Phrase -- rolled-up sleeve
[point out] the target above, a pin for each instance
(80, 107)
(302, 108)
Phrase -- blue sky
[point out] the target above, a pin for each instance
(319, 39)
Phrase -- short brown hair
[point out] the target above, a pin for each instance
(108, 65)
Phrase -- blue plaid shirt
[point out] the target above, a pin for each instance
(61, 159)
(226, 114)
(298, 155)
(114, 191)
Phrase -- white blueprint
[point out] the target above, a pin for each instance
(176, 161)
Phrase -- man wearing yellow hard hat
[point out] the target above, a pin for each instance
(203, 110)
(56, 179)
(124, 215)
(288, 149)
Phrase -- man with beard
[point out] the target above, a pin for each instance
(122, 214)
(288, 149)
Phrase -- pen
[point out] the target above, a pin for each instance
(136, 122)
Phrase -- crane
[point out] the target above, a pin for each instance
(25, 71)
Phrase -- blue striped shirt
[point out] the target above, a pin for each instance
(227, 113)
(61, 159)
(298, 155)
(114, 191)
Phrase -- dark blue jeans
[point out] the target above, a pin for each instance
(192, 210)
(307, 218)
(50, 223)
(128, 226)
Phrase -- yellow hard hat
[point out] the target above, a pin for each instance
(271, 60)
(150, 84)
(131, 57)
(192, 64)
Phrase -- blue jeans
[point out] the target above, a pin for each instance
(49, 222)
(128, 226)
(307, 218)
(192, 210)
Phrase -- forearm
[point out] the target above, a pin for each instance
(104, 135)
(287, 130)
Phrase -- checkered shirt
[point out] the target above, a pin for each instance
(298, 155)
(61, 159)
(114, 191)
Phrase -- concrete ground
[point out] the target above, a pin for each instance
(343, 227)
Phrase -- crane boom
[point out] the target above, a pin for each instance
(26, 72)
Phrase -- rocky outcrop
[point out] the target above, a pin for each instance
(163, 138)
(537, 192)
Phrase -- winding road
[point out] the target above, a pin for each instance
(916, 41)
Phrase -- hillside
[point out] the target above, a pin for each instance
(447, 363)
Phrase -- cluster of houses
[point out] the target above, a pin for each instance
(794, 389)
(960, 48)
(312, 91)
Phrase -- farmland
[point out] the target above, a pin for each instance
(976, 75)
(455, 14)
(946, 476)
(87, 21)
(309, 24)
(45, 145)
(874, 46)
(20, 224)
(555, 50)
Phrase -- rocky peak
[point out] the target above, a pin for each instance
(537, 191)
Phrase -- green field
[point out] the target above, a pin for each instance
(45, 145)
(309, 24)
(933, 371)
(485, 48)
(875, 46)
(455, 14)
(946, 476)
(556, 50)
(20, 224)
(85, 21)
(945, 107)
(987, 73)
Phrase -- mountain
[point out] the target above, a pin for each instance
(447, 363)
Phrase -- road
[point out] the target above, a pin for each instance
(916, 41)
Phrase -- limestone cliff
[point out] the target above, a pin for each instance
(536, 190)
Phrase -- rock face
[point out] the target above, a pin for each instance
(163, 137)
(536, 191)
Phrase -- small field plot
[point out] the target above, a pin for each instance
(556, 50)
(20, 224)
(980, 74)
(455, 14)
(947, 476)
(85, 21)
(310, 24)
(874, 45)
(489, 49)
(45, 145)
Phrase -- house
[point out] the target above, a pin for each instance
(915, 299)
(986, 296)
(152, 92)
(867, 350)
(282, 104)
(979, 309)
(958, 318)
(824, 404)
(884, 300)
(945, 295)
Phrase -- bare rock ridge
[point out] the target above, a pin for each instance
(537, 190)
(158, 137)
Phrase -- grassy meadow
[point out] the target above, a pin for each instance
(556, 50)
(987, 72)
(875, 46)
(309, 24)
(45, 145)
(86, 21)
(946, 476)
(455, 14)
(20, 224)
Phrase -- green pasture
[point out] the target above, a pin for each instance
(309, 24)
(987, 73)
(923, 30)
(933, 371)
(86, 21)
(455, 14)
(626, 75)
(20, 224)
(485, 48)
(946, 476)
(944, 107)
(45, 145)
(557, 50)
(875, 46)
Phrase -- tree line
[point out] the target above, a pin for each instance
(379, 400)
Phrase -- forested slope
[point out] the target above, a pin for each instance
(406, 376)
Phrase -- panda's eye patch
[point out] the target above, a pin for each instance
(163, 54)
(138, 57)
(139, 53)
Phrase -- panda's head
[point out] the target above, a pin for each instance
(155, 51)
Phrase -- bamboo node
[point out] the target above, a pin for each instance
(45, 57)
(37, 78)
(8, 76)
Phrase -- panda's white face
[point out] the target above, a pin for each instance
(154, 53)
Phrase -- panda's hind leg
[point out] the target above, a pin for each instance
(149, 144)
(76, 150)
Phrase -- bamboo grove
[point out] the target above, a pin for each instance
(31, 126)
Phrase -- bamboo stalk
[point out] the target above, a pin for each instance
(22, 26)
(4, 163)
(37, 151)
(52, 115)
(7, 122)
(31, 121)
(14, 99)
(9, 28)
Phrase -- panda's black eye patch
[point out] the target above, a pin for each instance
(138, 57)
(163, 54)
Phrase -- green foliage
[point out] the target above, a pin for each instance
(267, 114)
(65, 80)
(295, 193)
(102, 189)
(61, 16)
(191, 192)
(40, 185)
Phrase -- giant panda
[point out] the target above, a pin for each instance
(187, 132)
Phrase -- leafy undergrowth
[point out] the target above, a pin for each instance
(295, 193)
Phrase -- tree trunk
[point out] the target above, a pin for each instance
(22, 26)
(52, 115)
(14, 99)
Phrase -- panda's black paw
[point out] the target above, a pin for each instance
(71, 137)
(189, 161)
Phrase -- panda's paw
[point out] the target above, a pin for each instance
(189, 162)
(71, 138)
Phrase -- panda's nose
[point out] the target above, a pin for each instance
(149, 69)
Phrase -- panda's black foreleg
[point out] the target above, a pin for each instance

....................

Reproduce each record exactly, leaving nothing out.

◆ **WORKED ANSWER**:
Phrase -- rolled-up sleeve
[point out] the target above, a pin for each instance
(80, 107)
(302, 108)
Phrase -- blue sky
[point out] the target above, a pin for each instance
(319, 39)
Phrase -- short brown hair
[point out] the target above, a pin for each instance
(108, 65)
Phrase -- blue plaid shirt
[point out] the target above, a pin for each instance
(61, 159)
(226, 114)
(298, 155)
(114, 191)
Phrase -- white blueprint
[point out] the target above, a pin for each instance
(176, 161)
Phrase -- man wearing yellow hard hat
[point out] the target above, a pin for each instance
(203, 110)
(56, 179)
(124, 215)
(288, 149)
Phrase -- man with beard
[point out] the target above, a pin for each instance
(122, 214)
(288, 149)
Phrase -- pen
[point out] the target above, a pin for each instance
(136, 122)
Phrase -- crane
[point out] the target above, a pin for each instance
(25, 71)
Phrase -- blue striped shirt
[point out] the target above, a pin for each instance
(227, 113)
(61, 159)
(298, 155)
(114, 191)
Phrase -- dark blue jeans
[point out] the target above, a pin for each instance
(192, 210)
(307, 218)
(50, 223)
(128, 226)
Phrase -- yellow hard hat
[point out] the target above, a pin for each instance
(271, 60)
(150, 84)
(131, 57)
(192, 64)
Phrase -- blue jeans
[point out] the target above, a pin for each instance
(49, 222)
(128, 226)
(307, 218)
(192, 210)
Phrase -- forearm
[point out] the target above, a pin for each instance
(104, 135)
(287, 130)
Phrase -- checkered shirt
[point out] the target above, a pin for each instance
(298, 155)
(61, 159)
(114, 191)
Phrase -- concrete ground
[point out] the target above, a pin for each instance
(343, 227)
Phrase -- crane boom
[point out] the target above, a pin for each instance
(26, 72)
Phrase -- rocky outcrop
[point out] the target above, a pin for each instance
(163, 138)
(537, 192)
Phrase -- winding road
[point out] the target above, a pin for each instance
(916, 41)
Phrase -- hillside
[point out] the target above, a pin for each instance
(447, 363)
Phrase -- cluster of houses
[point out] the target above, a pin for each instance
(794, 389)
(960, 48)
(312, 91)
Phrase -- farmland
[point out] the target above, a pin for each instance
(976, 75)
(455, 14)
(946, 476)
(87, 21)
(309, 24)
(45, 145)
(874, 46)
(20, 224)
(555, 50)
Phrase -- rocky peak
[point out] the target above, a pin for each instance
(537, 191)
Phrase -- green field
[point out] the target above, a pin for each instance
(45, 145)
(309, 24)
(933, 371)
(485, 48)
(875, 46)
(455, 14)
(946, 476)
(556, 50)
(20, 224)
(85, 21)
(945, 107)
(987, 73)
Phrase -- mountain
[point out] the target above, a pin for each instance
(447, 363)
Phrase -- road
[point out] the target above, a pin for each instance
(916, 41)
Phrase -- limestone cliff
[point out] the target above, a pin for each instance
(536, 190)
Phrase -- rock face
[point out] the target above, a pin for each instance
(163, 137)
(536, 191)
Phrase -- small field plot
[point out] the target above, a pin for each instance
(556, 50)
(20, 224)
(980, 74)
(455, 14)
(947, 476)
(85, 21)
(310, 24)
(874, 45)
(489, 49)
(45, 145)
Phrase -- house
[point out] the target above, a pin for each instance
(915, 299)
(986, 296)
(152, 92)
(867, 350)
(282, 104)
(979, 309)
(958, 318)
(824, 404)
(884, 300)
(945, 295)
Phrase -- bare rock ridge
[point out] the target above, a pin for each instance
(537, 190)
(158, 137)
Phrase -- grassy meadow
[point out] the target above, a pin for each instance
(556, 50)
(987, 72)
(875, 46)
(309, 24)
(45, 145)
(86, 21)
(946, 476)
(455, 14)
(20, 224)
Phrase -- green pasture
[point out] the target above, a pin for each instance
(309, 24)
(987, 73)
(923, 30)
(933, 371)
(86, 21)
(455, 14)
(626, 75)
(20, 224)
(485, 48)
(946, 476)
(944, 107)
(45, 145)
(557, 50)
(875, 46)
Phrase -- tree line
[point out] the target above, a pin for each instance
(379, 400)
Phrase -- forested slope
[point out] the target above, a pin for each instance
(406, 376)
Phrase -- panda's eye patch
[point out] the target above, a pin for each instance
(163, 54)
(138, 57)
(139, 53)
Phrase -- panda's head
[point out] the target above, a pin for each instance
(155, 51)
Phrase -- bamboo node
[point out] the target above, a pin for each instance
(45, 57)
(37, 78)
(8, 76)
Phrase -- panda's white face
[point out] the target above, a pin for each instance
(154, 53)
Phrase -- panda's hind leg
[point out] the target above, a pin for each instance
(149, 144)
(76, 150)
Phrase -- bamboo grove
[point out] the target above, a pin for each instance
(31, 126)
Phrase -- bamboo stalk
[point out] the target above, a pin for each instance
(22, 26)
(4, 163)
(37, 151)
(52, 115)
(7, 122)
(31, 121)
(14, 99)
(9, 28)
Phrase -- panda's black eye patch
[point out] the target above, a pin for each instance
(138, 57)
(163, 54)
Phrase -- green foliage
[point out] the target above, a pin for each instance
(267, 114)
(65, 80)
(295, 193)
(102, 189)
(61, 16)
(191, 192)
(40, 185)
Phrase -- giant panda
[point out] the target above, a pin for each instance
(187, 132)
Phrase -- leafy undergrowth
[point out] the target above, a pin for each instance
(295, 193)
Phrase -- tree trunk
[point out] the target above, a pin for each instance
(22, 26)
(52, 115)
(14, 99)
Phrase -- panda's black paw
[point out] the target above, a pin for each instance
(71, 137)
(189, 161)
Phrase -- panda's paw
[point out] the target above, a pin for each instance
(189, 162)
(71, 138)
Phrase -- panda's nose
[point out] the target above, a pin for each instance
(149, 69)
Phrase -- panda's black foreleg
[point out] the target above, a pin for each instance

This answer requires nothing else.